▶ Exercise
Transcribe exactly everything in the data below from the line containing "bokeh background above? Mark it with a dot." down to the line containing "antenna above? Mark it with a dot.", both lines included and nothing further.

▶ Records for processing

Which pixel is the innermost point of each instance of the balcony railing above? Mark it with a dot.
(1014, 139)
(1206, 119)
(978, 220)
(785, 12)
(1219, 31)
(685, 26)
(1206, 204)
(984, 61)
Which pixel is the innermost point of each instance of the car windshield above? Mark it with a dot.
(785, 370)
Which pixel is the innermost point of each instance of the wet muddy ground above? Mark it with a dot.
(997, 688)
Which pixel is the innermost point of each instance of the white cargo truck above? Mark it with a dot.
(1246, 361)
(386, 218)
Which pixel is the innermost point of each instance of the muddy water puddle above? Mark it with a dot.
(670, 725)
* * *
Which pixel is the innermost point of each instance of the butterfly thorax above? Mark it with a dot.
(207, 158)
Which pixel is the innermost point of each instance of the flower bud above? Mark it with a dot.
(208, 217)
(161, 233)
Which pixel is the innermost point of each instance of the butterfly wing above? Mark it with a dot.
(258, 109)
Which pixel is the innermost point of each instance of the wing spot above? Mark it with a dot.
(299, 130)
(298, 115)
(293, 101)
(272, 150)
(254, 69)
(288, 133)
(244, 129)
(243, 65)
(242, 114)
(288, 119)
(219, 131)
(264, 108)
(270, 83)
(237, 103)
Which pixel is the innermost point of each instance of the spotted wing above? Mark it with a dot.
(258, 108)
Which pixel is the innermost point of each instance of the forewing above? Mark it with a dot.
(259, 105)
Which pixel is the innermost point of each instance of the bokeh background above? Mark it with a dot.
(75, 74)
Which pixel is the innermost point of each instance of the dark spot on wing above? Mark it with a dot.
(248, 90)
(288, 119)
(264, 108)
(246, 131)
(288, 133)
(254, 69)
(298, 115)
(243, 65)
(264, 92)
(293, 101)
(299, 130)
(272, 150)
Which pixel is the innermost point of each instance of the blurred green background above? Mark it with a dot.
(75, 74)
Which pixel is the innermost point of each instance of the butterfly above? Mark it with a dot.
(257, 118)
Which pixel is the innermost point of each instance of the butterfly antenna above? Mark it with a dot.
...
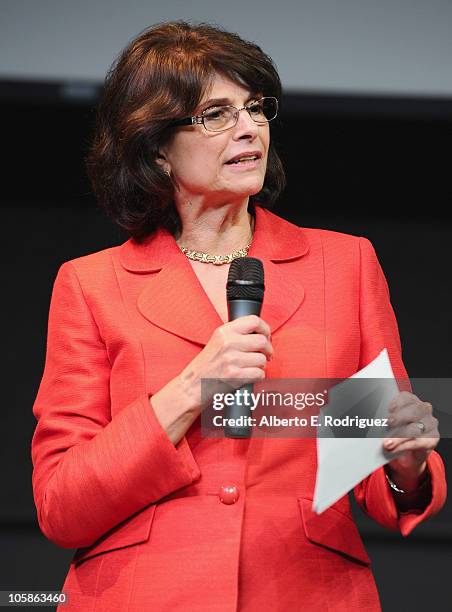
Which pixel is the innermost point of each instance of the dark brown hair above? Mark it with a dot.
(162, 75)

▶ Response to this task
Which pixel is the innermost point of each instance of the bokeh background above? Mark it with a dot.
(75, 74)
Which pixel is the innermost point of each instance of the dark spot on wing above? Mark it with a dot.
(248, 90)
(288, 119)
(264, 108)
(246, 131)
(288, 133)
(254, 69)
(298, 115)
(243, 65)
(264, 92)
(293, 101)
(299, 130)
(272, 150)
Which pixel is the innermost point of each instance of the blurred green background above? Mark it with a dot.
(75, 74)
Which pixel is the innermost point of each instance of the butterfly above? Mark it with a dot.
(257, 118)
Which pixel is the innermost point of each instance of the butterfly antenna above? Mark it with a dot.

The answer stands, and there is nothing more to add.